(Data listing)
=======

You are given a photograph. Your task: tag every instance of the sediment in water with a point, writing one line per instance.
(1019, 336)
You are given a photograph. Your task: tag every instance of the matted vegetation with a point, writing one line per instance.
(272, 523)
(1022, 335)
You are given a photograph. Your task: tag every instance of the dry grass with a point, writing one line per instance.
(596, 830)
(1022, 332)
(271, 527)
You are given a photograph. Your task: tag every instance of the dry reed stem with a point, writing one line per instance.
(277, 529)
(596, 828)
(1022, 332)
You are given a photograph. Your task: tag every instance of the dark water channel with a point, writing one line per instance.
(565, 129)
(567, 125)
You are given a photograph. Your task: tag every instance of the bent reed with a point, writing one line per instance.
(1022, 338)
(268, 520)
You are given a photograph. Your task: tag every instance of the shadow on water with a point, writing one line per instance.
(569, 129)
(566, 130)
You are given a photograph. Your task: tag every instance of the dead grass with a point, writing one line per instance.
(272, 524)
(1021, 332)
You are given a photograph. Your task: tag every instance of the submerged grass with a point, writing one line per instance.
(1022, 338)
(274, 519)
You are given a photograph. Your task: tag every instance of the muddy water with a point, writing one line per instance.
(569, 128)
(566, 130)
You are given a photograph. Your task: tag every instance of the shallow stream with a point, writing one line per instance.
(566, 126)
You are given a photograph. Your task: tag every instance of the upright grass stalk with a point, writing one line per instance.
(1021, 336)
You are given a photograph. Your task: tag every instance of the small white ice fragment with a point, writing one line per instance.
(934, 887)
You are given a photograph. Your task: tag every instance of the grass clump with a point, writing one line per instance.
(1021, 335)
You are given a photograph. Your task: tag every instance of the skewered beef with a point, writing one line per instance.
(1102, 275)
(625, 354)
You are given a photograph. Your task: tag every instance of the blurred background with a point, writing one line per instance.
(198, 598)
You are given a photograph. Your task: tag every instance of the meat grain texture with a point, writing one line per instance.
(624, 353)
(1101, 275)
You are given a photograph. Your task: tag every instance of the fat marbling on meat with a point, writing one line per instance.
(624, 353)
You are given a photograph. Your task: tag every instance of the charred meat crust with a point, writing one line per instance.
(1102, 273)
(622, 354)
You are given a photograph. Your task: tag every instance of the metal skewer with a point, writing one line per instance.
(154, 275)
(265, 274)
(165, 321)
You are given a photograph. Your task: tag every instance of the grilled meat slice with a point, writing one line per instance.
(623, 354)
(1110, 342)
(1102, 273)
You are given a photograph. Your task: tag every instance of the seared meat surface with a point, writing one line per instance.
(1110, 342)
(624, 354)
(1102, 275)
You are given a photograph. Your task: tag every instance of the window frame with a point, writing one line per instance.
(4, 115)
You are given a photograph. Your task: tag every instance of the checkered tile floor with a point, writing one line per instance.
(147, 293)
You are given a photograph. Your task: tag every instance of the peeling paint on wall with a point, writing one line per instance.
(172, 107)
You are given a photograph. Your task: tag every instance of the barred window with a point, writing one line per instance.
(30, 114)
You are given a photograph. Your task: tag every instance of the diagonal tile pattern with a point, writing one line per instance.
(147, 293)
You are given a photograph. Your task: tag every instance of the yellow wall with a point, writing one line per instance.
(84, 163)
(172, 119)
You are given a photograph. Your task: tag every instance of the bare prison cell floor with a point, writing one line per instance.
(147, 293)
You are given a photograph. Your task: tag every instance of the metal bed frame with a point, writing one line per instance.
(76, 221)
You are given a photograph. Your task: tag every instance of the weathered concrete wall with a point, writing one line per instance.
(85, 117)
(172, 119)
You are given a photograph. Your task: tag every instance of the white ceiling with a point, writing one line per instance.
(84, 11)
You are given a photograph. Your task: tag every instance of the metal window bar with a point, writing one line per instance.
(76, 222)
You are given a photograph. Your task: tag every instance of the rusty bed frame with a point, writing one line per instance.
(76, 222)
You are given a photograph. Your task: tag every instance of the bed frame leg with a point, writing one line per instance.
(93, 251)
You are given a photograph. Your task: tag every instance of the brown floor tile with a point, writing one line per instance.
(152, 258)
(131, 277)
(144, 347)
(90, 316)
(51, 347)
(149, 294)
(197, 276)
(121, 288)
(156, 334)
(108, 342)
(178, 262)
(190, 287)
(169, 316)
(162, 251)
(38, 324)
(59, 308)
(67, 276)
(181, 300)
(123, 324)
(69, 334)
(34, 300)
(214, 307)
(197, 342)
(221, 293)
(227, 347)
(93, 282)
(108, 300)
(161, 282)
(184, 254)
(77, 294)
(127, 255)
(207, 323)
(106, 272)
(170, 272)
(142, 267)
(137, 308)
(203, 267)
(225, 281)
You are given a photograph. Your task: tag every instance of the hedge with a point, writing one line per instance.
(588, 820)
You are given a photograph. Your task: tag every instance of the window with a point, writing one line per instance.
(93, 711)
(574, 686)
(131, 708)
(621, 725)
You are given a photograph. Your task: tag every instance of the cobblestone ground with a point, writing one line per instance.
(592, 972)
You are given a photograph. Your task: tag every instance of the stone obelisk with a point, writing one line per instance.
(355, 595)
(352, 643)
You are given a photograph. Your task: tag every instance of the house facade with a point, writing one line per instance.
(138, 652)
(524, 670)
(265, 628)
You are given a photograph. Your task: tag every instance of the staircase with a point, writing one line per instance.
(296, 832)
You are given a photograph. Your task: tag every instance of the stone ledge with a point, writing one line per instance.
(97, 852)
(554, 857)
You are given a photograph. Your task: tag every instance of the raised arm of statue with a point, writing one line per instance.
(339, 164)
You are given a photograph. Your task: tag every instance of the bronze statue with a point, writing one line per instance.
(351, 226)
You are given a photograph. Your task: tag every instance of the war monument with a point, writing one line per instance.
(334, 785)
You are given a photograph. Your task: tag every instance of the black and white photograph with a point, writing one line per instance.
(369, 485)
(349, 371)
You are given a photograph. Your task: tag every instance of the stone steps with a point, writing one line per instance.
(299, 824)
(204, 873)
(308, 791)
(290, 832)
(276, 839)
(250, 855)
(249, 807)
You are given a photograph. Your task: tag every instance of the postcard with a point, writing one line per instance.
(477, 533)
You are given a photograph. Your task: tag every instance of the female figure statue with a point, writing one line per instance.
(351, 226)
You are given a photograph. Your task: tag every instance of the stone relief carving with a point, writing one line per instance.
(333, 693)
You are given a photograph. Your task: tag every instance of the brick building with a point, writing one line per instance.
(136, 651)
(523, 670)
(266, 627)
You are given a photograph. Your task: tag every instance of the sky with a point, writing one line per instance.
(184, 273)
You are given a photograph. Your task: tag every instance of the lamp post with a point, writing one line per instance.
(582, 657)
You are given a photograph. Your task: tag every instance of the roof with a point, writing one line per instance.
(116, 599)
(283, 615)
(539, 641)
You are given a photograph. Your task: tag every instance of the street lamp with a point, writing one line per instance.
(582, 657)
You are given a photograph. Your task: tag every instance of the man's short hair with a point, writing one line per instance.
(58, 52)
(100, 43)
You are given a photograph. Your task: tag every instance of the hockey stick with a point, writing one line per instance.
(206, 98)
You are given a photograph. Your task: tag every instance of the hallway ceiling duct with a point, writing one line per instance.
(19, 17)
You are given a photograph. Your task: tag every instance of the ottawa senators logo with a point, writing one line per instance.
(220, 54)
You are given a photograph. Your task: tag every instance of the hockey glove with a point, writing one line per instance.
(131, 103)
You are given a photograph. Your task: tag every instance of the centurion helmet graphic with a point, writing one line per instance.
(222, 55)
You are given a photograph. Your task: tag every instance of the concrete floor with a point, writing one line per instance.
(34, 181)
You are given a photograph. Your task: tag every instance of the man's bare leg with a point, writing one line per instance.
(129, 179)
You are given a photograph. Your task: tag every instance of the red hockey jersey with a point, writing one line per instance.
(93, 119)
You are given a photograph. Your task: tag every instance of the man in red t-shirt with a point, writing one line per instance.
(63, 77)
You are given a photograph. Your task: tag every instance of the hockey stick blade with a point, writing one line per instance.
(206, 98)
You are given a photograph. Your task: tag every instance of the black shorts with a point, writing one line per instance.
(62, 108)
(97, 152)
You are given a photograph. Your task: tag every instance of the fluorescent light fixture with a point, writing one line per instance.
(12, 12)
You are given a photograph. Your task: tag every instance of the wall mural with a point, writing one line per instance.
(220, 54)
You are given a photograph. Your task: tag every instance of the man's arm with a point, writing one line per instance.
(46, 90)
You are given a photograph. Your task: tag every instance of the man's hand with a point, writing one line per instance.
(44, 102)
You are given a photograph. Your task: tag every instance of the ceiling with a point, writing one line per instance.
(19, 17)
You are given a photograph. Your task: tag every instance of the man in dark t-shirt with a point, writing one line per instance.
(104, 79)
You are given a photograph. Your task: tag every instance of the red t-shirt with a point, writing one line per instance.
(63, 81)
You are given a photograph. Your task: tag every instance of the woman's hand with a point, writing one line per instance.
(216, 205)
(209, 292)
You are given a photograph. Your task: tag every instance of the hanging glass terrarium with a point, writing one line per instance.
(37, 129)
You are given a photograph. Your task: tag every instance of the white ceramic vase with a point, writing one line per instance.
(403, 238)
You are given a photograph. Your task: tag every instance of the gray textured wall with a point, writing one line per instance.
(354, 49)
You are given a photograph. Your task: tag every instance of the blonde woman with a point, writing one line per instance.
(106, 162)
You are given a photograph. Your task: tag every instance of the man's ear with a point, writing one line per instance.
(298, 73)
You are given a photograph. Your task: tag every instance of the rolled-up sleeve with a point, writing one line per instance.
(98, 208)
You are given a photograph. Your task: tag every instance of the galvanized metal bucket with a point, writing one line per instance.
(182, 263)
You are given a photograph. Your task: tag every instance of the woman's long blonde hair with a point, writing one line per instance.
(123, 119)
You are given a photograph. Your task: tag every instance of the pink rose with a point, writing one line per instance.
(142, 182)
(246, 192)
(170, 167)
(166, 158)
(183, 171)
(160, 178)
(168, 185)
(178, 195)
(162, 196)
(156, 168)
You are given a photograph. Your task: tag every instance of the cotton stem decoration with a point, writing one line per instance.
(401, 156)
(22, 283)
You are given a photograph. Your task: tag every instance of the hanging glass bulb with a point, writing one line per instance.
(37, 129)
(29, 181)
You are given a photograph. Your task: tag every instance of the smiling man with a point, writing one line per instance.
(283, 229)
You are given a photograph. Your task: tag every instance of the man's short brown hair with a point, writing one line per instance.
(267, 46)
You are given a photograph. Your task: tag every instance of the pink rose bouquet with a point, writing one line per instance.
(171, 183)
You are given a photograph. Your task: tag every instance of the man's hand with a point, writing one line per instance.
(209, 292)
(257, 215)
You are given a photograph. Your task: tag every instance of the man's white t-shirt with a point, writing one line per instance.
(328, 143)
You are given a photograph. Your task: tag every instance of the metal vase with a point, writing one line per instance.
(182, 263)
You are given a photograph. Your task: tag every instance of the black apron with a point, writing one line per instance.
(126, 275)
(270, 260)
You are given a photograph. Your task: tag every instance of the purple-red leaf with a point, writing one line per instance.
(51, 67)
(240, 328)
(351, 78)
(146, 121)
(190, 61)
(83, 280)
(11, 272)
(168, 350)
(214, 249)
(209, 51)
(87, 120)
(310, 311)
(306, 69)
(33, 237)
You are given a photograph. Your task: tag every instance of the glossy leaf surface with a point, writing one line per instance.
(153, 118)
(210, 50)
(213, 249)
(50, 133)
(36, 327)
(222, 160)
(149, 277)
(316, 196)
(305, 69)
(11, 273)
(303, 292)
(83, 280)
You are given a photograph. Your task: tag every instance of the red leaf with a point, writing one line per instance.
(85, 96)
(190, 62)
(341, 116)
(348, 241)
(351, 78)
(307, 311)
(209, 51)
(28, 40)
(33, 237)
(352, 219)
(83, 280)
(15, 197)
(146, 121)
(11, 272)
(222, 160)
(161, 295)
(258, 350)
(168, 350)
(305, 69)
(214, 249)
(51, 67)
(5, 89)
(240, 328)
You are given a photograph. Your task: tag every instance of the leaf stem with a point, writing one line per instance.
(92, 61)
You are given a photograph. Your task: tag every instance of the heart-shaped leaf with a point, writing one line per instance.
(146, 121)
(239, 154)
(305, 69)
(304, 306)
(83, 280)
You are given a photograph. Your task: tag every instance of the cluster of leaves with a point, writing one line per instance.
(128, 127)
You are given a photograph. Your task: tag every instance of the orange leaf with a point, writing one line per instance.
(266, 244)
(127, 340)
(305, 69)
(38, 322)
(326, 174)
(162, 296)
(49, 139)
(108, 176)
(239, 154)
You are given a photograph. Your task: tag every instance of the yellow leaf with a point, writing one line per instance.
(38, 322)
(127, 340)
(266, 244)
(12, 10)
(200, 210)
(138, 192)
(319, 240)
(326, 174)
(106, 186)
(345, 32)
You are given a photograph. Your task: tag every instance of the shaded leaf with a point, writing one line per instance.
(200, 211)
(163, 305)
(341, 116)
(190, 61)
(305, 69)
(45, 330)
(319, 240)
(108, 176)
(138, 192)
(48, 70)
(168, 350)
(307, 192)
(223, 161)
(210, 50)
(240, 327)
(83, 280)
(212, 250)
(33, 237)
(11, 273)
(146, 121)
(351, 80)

=======

- _Short problem_
Copy out the records word for word, starting at the very first line and ending at the line that contains "(1022, 335)", including both of those lines.

- _Expected answer_
You are given a photograph. Your task: tag every instance of the sediment in water with a point, writing one line per instance.
(1019, 336)
You are given a photograph. Your task: tag every instance of the matted vegetation with a point, writing one line per instance.
(272, 523)
(1022, 335)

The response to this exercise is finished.